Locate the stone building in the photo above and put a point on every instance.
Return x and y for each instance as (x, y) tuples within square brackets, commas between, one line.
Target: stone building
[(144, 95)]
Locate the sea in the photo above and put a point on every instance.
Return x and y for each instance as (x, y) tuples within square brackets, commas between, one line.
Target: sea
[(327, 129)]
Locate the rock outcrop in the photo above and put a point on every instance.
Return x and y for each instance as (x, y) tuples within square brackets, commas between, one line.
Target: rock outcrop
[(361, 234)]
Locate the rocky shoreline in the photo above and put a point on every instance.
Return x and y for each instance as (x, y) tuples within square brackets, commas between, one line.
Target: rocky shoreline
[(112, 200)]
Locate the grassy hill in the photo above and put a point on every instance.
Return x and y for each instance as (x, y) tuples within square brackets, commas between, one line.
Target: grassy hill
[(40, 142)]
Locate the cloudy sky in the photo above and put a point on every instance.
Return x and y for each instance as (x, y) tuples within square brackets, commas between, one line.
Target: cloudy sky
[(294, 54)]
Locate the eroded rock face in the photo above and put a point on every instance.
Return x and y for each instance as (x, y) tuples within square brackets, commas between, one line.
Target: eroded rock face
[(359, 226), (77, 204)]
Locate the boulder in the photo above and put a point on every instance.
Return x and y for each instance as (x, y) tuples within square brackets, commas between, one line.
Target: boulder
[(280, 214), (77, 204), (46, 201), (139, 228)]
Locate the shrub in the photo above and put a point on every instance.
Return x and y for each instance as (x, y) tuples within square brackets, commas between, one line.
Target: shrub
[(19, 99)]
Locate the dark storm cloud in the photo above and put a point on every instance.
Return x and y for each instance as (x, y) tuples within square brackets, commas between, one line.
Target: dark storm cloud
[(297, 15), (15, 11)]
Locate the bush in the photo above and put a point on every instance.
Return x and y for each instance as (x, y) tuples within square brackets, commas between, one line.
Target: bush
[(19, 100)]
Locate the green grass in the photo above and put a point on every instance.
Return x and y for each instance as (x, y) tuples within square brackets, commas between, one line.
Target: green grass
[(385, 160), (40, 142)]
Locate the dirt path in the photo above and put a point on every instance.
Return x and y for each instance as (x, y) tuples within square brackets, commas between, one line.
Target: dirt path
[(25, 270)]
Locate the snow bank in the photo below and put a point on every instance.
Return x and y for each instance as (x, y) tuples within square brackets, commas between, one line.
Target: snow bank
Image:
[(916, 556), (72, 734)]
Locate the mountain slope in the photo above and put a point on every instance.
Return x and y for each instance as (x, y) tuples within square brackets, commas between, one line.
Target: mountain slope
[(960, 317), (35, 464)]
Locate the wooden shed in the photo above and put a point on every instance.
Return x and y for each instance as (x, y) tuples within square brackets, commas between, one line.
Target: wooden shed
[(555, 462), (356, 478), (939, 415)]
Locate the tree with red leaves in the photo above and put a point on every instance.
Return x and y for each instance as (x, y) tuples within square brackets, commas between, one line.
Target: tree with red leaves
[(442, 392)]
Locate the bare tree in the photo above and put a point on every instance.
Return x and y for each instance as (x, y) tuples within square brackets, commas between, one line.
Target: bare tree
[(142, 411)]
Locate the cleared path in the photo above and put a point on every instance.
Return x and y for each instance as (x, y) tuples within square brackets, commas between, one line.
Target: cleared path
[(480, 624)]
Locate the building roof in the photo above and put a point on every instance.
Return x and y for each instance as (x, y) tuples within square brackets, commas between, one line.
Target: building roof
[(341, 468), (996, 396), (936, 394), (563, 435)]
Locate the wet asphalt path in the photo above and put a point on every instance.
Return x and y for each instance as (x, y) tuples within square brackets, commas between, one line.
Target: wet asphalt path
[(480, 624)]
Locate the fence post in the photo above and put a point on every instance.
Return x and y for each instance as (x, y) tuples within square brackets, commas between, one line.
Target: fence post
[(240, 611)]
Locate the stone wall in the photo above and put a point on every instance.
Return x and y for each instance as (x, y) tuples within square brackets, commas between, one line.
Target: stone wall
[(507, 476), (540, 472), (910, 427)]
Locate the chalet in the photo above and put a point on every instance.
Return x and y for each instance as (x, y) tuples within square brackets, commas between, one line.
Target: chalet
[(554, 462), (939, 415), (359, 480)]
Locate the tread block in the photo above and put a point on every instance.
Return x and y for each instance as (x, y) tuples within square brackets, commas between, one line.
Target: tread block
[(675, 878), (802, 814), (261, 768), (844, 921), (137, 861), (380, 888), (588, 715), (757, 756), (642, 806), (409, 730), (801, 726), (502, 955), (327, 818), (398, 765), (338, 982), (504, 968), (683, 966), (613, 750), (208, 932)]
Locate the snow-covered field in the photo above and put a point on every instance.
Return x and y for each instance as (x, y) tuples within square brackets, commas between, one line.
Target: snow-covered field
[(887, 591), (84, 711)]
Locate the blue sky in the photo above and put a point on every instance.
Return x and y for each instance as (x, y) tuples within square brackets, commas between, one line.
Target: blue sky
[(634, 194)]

• • •

■ **DIRECTIONS**
Set down the listing above in full, please, exactly as it appears.

■ **EXERCISE RESPONSE**
Locate the stone building in the photo above and put a point on every instance.
Return x and y for each instance as (x, y) tuples within square brackets, commas between, one line.
Target: stone building
[(144, 95)]
Locate the sea in the photo above and put a point on every instance.
Return x and y for each instance as (x, y) tuples within square brackets, commas between, one line.
Target: sea
[(327, 129)]
Locate the rock outcrop in the photo above and put a point on every instance.
Return x and y for each instance as (x, y) tuples within square brackets, commas between, one line.
Target: rock outcrop
[(361, 234)]
Locate the rocky shoreline in the photo above and put a point on every instance.
Return x and y for each instance as (x, y) tuples within square brackets, commas between, one line.
Target: rocky shoreline
[(112, 200)]
Locate the grassy hill in the photo above and put a point on every instance.
Return x and y for each instance as (x, y) tuples within square brackets, commas between, one line.
Target: grassy hill
[(40, 142)]
Locate the cloudy sky in the photo above and put a point on every instance.
Return x and y for each instance as (x, y) tuples within square brackets, commas between, one line.
Target: cloudy sky
[(294, 54)]
Locate the eroded rock face in the photo above and put a point on every instance.
Return x and y for each instance as (x, y) tuples within square brackets, commas between, one line.
Target: eroded rock face
[(359, 226), (77, 204)]
Locate the boulder in the photo above and put a point on every instance.
Return x and y for each instance as (x, y) tuples within square brackets, commas between, one line.
Target: boulder
[(280, 214), (77, 204), (46, 201), (139, 228)]
Locate the shrub in the photo above and put a point on every instance.
Return x and y for each instance as (x, y) tuples within square brackets, commas between, one line.
Target: shrub
[(19, 99)]
Locate the dark storm cloud in the photo above and put a point on every instance.
Return x and y for each instance as (x, y) tuples within square brackets, commas between, one line.
Target: dark storm cloud
[(297, 15), (15, 11)]
Locate the bush in the photo above and put a point on every instance.
Return x and y for each instance as (x, y) tuples within square brackets, commas between, one line.
Target: bush
[(19, 100)]
Locate the green grass in the photo above and put a point on every instance.
Return x and y for each instance as (x, y) tuples within square brackets, commas between, one line.
Target: green grass
[(385, 160), (40, 142)]
Locate the dirt path in the photo above and put a point on every instance.
Return x and y for each instance as (x, y) tuples within square brackets, commas between, one line.
Target: dirt path
[(25, 270)]
Locate the snow bank in the photo below and put a point on every instance.
Return x and y for each instance as (x, y) tuples within square brackets, commas between, one line.
Target: snow bank
Image:
[(916, 556), (72, 734)]
Locate the mountain slope in the photo above and put a point on every instance.
Return x and y for each instance as (x, y) tuples within square brackets, commas between, one line.
Target: mountain slope
[(960, 317), (35, 464)]
Locate the wooden shed in the photo above and put a point on every instance.
Return x and y for each instance as (x, y) tuples within square brackets, commas between, one line.
Target: wooden shed
[(555, 462), (356, 478), (939, 415)]
Locate the tree with red leaves in the photo above and put a point on every instance.
Return x and y for each instance as (x, y) tuples within square brackets, commas between, one line.
Target: tree with red leaves
[(442, 392)]
Locate the bare tree in the photo above and put a point on every instance.
Return x and y for each instance as (x, y) tuples within square brackets, commas between, one line.
Target: bare tree
[(142, 411)]
Locate the cleared path in the photo above and put a point on every instance.
Return x and y for each instance as (x, y) tuples within square brackets, commas between, one line.
Target: cleared path
[(480, 624)]
Locate the building roof in the photo above and put a point on every instance.
Return x and y for each instance as (x, y) tuples within square brackets, commas between, one line.
Target: building roof
[(341, 468), (996, 396), (936, 394), (563, 435)]
Locate the wet asphalt path in the photo above and put a point on every instance.
Return x and y for each instance as (x, y) tuples within square brackets, commas between, one line.
Target: wet asphalt path
[(480, 624)]
Locate the fence post in the photo above and put a point on every instance.
Return x and y for each instance as (x, y) tuples within square brackets, commas between, one line.
Target: fence post
[(240, 611)]
Locate the stone wall in the photo above and put a point on every instance.
Return x and y for each instance as (x, y) tuples within square brackets, commas between, one line.
Target: stone wall
[(507, 476), (540, 472), (910, 427)]
Locate the chalet in the photo above and put a point on every instance.
Return x and y for each instance as (x, y) tuples within square brackets, commas between, one line.
Target: chalet
[(554, 462), (939, 415), (359, 480)]
Locate the tread block in the photo above and put a point on every instance.
Return x and y for each instance as (x, y) tuples within square brackets, commas between, one line.
Target: tread block
[(675, 878), (802, 814), (261, 768), (844, 921), (137, 861), (380, 888), (588, 715), (757, 756), (642, 806), (409, 730), (801, 726), (502, 955), (327, 818), (398, 765), (338, 982), (504, 968), (683, 966), (613, 750), (208, 932)]
Locate the snow-covered field in the photo above and put a point on every instance.
Return x and y for each instance as (x, y) tuples within square brackets, commas between, one line.
Target: snow-covered field
[(887, 591), (84, 711)]
Locate the blue sky in the photo above and put a point on every instance.
Return x and y for each instance as (x, y) tuples within square brackets, commas between, one line.
Target: blue sky
[(634, 194)]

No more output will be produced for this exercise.